— start Input rows —

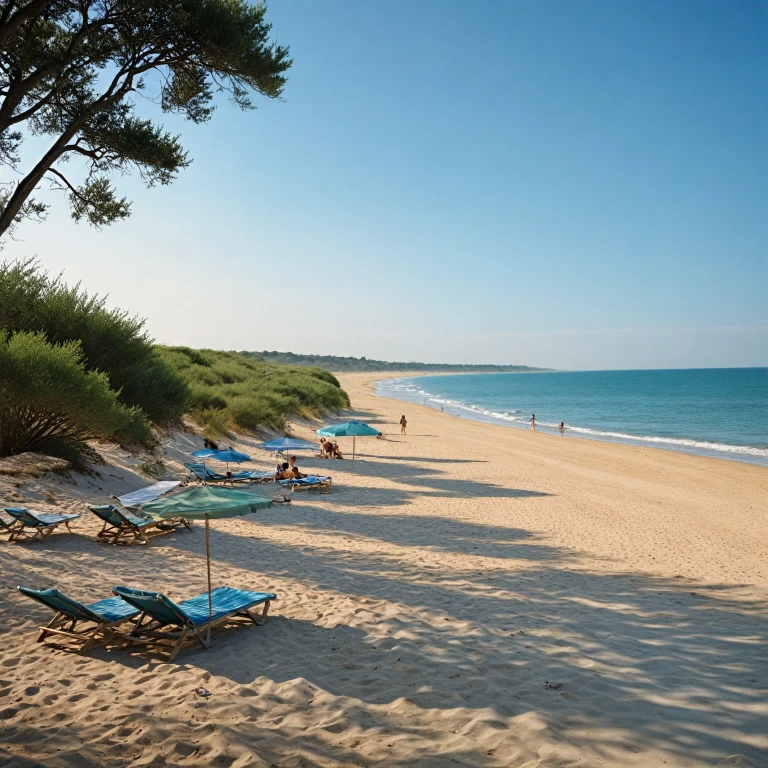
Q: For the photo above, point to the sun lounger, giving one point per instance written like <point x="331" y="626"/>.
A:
<point x="205" y="475"/>
<point x="163" y="623"/>
<point x="322" y="484"/>
<point x="124" y="527"/>
<point x="9" y="525"/>
<point x="41" y="524"/>
<point x="100" y="617"/>
<point x="148" y="493"/>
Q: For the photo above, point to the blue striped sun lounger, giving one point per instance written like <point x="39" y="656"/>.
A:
<point x="163" y="623"/>
<point x="98" y="618"/>
<point x="123" y="527"/>
<point x="42" y="524"/>
<point x="322" y="484"/>
<point x="206" y="475"/>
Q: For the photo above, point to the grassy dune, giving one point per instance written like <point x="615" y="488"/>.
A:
<point x="228" y="390"/>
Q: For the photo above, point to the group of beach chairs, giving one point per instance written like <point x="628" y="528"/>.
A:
<point x="205" y="475"/>
<point x="158" y="622"/>
<point x="119" y="526"/>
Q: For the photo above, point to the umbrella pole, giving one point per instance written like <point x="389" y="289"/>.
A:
<point x="208" y="559"/>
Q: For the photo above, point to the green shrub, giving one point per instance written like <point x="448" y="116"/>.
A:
<point x="111" y="341"/>
<point x="52" y="404"/>
<point x="228" y="390"/>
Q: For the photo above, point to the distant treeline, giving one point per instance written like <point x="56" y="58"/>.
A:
<point x="341" y="364"/>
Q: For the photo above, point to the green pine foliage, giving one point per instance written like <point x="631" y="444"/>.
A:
<point x="50" y="403"/>
<point x="229" y="390"/>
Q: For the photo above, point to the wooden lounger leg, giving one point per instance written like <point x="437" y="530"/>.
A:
<point x="93" y="636"/>
<point x="177" y="647"/>
<point x="260" y="619"/>
<point x="54" y="622"/>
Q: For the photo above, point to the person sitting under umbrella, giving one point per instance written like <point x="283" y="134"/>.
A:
<point x="283" y="472"/>
<point x="293" y="469"/>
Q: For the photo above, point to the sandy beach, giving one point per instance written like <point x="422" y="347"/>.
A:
<point x="467" y="595"/>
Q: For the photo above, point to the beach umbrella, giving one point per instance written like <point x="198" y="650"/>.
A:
<point x="224" y="456"/>
<point x="206" y="503"/>
<point x="285" y="444"/>
<point x="351" y="429"/>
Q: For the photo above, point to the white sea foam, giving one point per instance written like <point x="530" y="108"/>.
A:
<point x="405" y="389"/>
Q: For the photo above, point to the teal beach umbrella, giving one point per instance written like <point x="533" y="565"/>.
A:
<point x="206" y="503"/>
<point x="351" y="429"/>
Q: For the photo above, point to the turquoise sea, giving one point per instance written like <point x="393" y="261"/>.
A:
<point x="720" y="412"/>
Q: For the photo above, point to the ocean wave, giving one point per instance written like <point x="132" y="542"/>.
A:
<point x="404" y="389"/>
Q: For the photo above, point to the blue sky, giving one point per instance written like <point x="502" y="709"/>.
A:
<point x="574" y="185"/>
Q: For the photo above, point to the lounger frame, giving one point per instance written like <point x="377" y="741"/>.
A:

— end Input rows —

__Description of the task__
Please reproduce the material from the line with "Q: For the photo above, point to the ocean" up to and including its last line, moving each point listed under an A: by adding 138 to both its x and y coordinates. Copy every other line without changes.

__Expected answer__
Q: For the photo above, point to the ocean wave, giving one point per instance written like <point x="132" y="542"/>.
A:
<point x="542" y="527"/>
Q: For the photo above, point to the blue sky, giving one point per instance written like <point x="502" y="709"/>.
A:
<point x="712" y="323"/>
Q: For the photo above, point to the lounger frame, giving one point per instance written like <point x="377" y="741"/>.
A:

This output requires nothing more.